## 短い課題 1
記録の中から文字列「cream」を含む行をすべて探し出し、そのまま書き写してください。大文字と小文字の違いも区別します。
## 短い課題 2
東部丘陵線について述べた文章の続きを、最後の文の後から書き進めてください。
──────── 選んだ文章 ────────
軌道法に基づく軌道として特許され、2005年に開催された愛知万博(愛・地球博)の会場アクセス路線として建設された。万博閉幕後は名古屋市営地下鉄東山線や愛知環状鉄道線と連絡し、名古屋市内と東部丘陵地域を結ぶ、地域輸送路線としての利用が期待されている。
路線は概ね県道6号力石・名古屋線に沿って建設されており、藤が丘駅付近は地下線、はなみずき通駅付近で地表へ上り、以東の区間は高架線となっている。
「リニモ」ではATOによる無人運転を採用し、また安全面にも配慮して全駅にホームドアが整備されている(地下を走る藤が丘~はなみずき公園間では乗務員が乗り込む)。
なお、東部丘陵線で使われている100形車両は、2005年度グッドデザイン賞[1] と2006年度ローレル賞をそれぞれ受賞した。
また、台北市が東部丘陵線と同じHSSTの導入を検討しているとの報道がされている。
──────── 未加工の記録 ────────
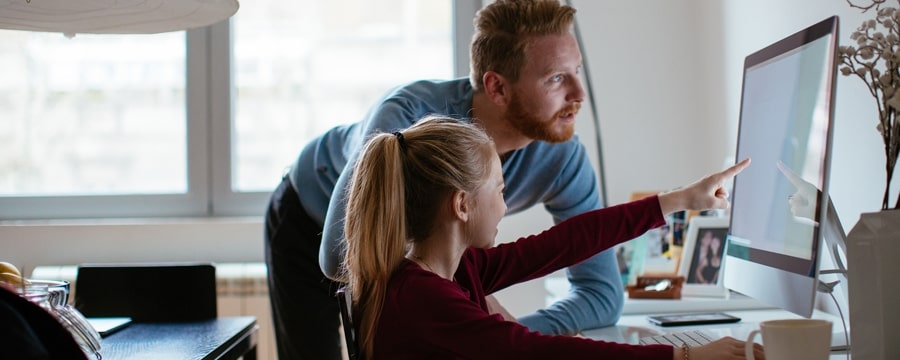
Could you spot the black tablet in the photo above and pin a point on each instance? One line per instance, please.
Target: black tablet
(692, 319)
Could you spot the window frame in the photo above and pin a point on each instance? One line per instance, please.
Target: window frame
(209, 117)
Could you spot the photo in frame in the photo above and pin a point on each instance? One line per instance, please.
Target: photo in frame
(703, 255)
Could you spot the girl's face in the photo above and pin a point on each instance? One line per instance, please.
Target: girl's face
(488, 208)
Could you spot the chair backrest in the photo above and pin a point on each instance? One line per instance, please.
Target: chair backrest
(147, 292)
(345, 302)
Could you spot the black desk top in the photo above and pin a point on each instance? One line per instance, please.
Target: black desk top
(221, 338)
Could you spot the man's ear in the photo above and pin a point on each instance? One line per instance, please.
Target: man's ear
(496, 88)
(460, 205)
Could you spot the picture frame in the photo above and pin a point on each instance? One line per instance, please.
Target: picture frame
(703, 256)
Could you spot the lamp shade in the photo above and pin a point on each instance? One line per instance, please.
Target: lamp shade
(113, 16)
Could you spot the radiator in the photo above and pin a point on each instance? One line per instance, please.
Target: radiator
(241, 287)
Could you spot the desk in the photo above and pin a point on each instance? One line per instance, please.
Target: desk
(225, 338)
(631, 328)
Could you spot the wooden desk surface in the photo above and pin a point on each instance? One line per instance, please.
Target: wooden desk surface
(222, 338)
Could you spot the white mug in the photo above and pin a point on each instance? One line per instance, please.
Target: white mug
(793, 339)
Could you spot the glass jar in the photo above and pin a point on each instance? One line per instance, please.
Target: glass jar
(53, 296)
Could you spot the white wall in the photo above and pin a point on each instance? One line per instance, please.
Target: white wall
(667, 81)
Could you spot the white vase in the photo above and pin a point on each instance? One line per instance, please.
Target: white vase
(873, 246)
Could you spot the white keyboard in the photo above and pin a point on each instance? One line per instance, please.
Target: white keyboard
(691, 337)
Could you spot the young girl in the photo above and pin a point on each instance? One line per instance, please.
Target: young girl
(422, 214)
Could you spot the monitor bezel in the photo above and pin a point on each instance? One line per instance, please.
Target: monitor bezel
(780, 280)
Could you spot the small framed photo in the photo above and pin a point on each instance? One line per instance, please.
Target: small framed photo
(702, 256)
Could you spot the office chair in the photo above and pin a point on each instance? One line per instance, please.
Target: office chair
(147, 292)
(345, 302)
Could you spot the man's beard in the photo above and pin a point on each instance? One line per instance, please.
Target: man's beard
(534, 128)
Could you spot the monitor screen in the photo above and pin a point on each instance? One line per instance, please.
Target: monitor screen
(785, 128)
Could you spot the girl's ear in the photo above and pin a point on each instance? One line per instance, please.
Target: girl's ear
(496, 88)
(460, 205)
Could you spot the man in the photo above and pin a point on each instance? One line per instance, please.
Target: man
(524, 89)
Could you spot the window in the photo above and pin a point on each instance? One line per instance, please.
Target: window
(202, 122)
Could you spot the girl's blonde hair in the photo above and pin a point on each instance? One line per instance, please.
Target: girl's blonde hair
(399, 182)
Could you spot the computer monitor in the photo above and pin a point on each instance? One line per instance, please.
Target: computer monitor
(785, 126)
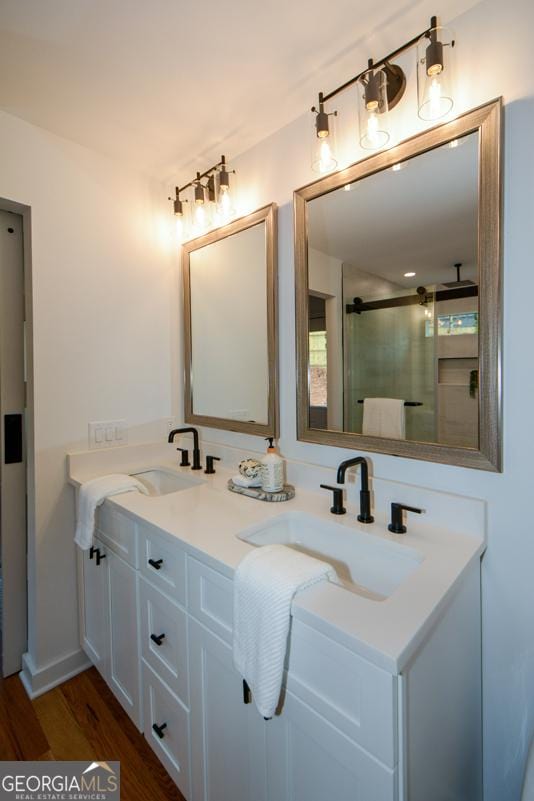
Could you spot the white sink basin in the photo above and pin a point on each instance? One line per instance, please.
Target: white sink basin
(367, 566)
(159, 481)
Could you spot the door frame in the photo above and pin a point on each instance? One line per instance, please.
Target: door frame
(29, 415)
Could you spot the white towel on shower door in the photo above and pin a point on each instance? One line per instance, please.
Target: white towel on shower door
(384, 417)
(93, 493)
(265, 583)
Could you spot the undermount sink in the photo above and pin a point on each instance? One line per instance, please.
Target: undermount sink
(162, 482)
(369, 567)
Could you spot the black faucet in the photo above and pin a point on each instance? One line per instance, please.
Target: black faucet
(196, 450)
(365, 515)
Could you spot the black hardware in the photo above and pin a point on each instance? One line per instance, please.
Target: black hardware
(196, 450)
(12, 438)
(406, 403)
(396, 525)
(337, 508)
(365, 515)
(159, 730)
(358, 305)
(185, 457)
(209, 464)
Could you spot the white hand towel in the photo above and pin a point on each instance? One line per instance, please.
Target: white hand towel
(265, 583)
(384, 417)
(92, 494)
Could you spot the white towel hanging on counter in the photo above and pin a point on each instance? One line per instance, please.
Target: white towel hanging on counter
(384, 417)
(93, 493)
(265, 583)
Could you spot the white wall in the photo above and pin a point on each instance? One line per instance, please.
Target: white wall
(494, 57)
(103, 299)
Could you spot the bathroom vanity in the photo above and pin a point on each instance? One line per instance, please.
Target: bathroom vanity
(381, 698)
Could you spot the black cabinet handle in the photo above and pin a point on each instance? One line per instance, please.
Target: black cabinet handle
(159, 730)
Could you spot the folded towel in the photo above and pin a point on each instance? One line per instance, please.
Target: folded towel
(384, 417)
(265, 583)
(92, 494)
(243, 481)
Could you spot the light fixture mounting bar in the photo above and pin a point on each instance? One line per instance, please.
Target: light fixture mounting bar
(201, 175)
(381, 63)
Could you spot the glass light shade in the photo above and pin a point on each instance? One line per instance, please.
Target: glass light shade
(373, 110)
(435, 54)
(323, 144)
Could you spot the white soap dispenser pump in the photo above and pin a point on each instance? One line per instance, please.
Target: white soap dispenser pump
(272, 469)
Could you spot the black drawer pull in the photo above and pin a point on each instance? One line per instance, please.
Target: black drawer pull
(159, 730)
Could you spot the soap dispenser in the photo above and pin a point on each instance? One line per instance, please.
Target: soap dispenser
(272, 469)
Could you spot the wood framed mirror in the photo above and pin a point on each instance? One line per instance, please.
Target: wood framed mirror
(398, 298)
(230, 329)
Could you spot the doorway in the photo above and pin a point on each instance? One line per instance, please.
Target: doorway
(13, 491)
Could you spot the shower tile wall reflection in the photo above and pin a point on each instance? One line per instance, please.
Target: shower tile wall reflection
(393, 305)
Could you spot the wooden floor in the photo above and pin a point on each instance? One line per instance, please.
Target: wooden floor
(81, 720)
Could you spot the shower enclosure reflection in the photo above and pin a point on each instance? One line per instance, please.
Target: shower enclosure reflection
(393, 305)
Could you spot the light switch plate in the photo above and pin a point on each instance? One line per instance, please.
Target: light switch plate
(108, 433)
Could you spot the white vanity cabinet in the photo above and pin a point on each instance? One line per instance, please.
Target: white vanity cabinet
(157, 623)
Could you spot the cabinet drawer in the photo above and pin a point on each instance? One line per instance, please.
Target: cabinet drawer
(160, 616)
(118, 532)
(162, 562)
(356, 696)
(162, 709)
(211, 598)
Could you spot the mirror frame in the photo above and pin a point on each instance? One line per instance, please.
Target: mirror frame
(487, 121)
(268, 215)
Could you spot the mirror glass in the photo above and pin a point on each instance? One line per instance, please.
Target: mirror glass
(393, 311)
(230, 373)
(230, 350)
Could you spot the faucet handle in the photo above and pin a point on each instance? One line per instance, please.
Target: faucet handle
(396, 525)
(185, 457)
(209, 464)
(337, 496)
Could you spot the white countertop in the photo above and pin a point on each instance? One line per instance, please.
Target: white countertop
(206, 519)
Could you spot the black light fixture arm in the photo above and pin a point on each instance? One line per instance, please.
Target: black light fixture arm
(377, 64)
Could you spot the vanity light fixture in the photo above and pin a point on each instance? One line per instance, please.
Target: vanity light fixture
(211, 203)
(434, 68)
(381, 86)
(323, 157)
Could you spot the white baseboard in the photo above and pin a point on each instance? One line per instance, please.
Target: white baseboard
(37, 681)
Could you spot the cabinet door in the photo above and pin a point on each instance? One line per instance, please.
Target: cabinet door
(228, 743)
(124, 677)
(308, 759)
(95, 611)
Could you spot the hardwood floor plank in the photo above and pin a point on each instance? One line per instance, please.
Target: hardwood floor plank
(113, 736)
(64, 735)
(22, 736)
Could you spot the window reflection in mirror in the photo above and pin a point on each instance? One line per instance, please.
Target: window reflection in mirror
(393, 301)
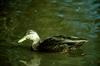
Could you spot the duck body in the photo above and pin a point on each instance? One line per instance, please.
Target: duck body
(61, 43)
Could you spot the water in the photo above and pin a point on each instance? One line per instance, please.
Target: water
(49, 17)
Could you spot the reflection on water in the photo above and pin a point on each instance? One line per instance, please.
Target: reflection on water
(49, 17)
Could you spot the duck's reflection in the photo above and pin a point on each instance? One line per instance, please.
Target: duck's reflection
(35, 61)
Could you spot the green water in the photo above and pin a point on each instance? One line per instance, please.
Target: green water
(49, 17)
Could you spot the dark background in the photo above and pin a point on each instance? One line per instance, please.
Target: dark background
(49, 17)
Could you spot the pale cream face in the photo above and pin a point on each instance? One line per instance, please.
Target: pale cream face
(31, 35)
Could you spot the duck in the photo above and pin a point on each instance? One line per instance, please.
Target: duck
(57, 43)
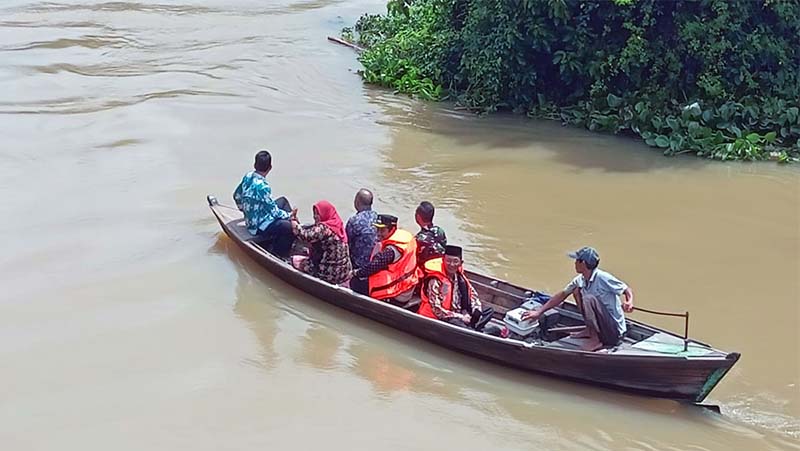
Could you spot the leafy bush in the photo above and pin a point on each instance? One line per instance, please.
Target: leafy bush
(719, 78)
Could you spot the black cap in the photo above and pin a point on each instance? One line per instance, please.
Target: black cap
(454, 251)
(386, 221)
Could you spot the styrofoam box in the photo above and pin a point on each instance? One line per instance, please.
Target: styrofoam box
(514, 322)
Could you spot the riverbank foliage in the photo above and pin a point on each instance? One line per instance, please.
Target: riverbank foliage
(718, 78)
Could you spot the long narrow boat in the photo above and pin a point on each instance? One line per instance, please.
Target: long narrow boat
(650, 361)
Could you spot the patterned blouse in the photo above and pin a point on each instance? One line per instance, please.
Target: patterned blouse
(330, 258)
(254, 197)
(362, 236)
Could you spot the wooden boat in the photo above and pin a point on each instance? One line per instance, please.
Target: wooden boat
(650, 361)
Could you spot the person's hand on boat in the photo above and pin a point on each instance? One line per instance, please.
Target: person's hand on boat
(531, 315)
(627, 305)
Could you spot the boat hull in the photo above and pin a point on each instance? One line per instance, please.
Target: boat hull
(685, 379)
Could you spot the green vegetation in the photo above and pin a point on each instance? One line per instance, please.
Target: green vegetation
(718, 78)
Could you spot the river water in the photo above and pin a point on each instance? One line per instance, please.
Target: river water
(128, 322)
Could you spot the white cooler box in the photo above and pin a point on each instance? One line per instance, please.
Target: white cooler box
(514, 322)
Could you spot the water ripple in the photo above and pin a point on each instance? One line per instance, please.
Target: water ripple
(80, 105)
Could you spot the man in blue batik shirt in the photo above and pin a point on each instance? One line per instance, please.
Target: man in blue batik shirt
(266, 218)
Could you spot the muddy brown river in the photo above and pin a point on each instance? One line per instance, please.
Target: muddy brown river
(128, 322)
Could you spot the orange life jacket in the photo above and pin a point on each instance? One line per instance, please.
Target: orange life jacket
(400, 276)
(434, 268)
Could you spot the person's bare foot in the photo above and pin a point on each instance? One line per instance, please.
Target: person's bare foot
(591, 345)
(583, 333)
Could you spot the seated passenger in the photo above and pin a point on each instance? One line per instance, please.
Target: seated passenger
(361, 236)
(329, 259)
(448, 295)
(266, 219)
(392, 270)
(598, 296)
(431, 239)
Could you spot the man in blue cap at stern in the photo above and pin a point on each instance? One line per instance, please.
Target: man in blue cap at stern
(598, 296)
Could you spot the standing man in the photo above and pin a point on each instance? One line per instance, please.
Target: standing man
(392, 270)
(361, 237)
(598, 296)
(265, 218)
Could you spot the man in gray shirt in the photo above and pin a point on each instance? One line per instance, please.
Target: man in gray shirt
(598, 296)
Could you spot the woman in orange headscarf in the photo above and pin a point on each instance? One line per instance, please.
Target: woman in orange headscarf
(330, 258)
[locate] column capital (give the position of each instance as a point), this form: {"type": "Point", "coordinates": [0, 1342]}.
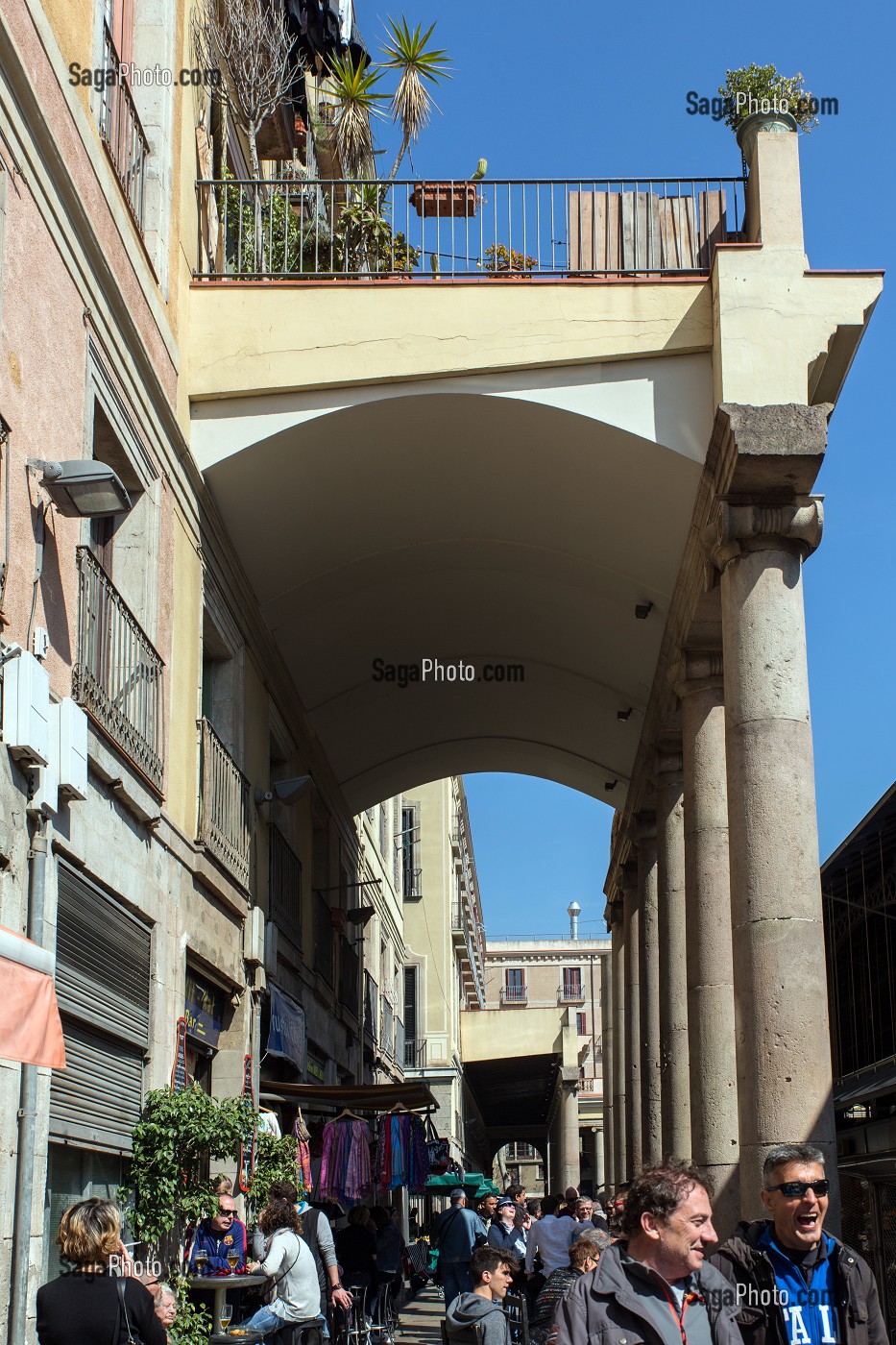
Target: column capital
{"type": "Point", "coordinates": [695, 670]}
{"type": "Point", "coordinates": [736, 528]}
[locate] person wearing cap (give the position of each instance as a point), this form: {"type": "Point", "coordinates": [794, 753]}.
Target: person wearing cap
{"type": "Point", "coordinates": [455, 1235]}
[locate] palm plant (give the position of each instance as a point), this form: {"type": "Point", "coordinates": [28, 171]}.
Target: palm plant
────────
## 最終的な答え 1
Could you spot the pale cream face in the photo above and pin a point on each instance? One line per instance, please.
Target: pale cream face

## 最終的な答え 2
[編集] 運行形態
最高速度100km/hで、藤が丘~八草間の所要時間は約17分。最終列車として藤が丘0:05発の愛・地球博記念公園行きがあるほかは、藤が丘~八草間の運転である。平日・土曜休日ともに昼間時10分毎、平日朝ラッシュ時は7分毎の運行体系となっている。
愛知万博開催時の運行形態は愛知万博輸送の項を参照。
[編集] 建設の経緯
東部丘陵地域が「あいち学術研究開発ゾーン」として学術研究施設や公園、宅地開発が進められることになり、輸送需要の増加に対応でき、交通渋滞に悩まされない軌道系交通機関が求められることになり、元来あった藤が丘~長久手間に地下鉄1号線(東山線)を延伸する計画を発展させる形で東部丘陵線の構想が生まれた。
1992年(平成4年)の運輸政策審議会で「2008年までに中量軌道系の交通システムとして整備することが適当」と答申。その後「東部丘陵線導入機種選定委員会」が跨座式モノレール、新交通システム、磁気浮上式鉄道の中から、
- 建設予定地が60‰もの急勾配が続く丘陵地であること
- システム自体の先進性
などの理由で磁気浮上式鉄道を選定し、方式としては、日本航空が開発し、中部エイチ・エス・エス・ティ開発によって名鉄築港線沿いにあった大江実験線で走行試験が重ねられて来た常電導吸引型(HSST)が採用された。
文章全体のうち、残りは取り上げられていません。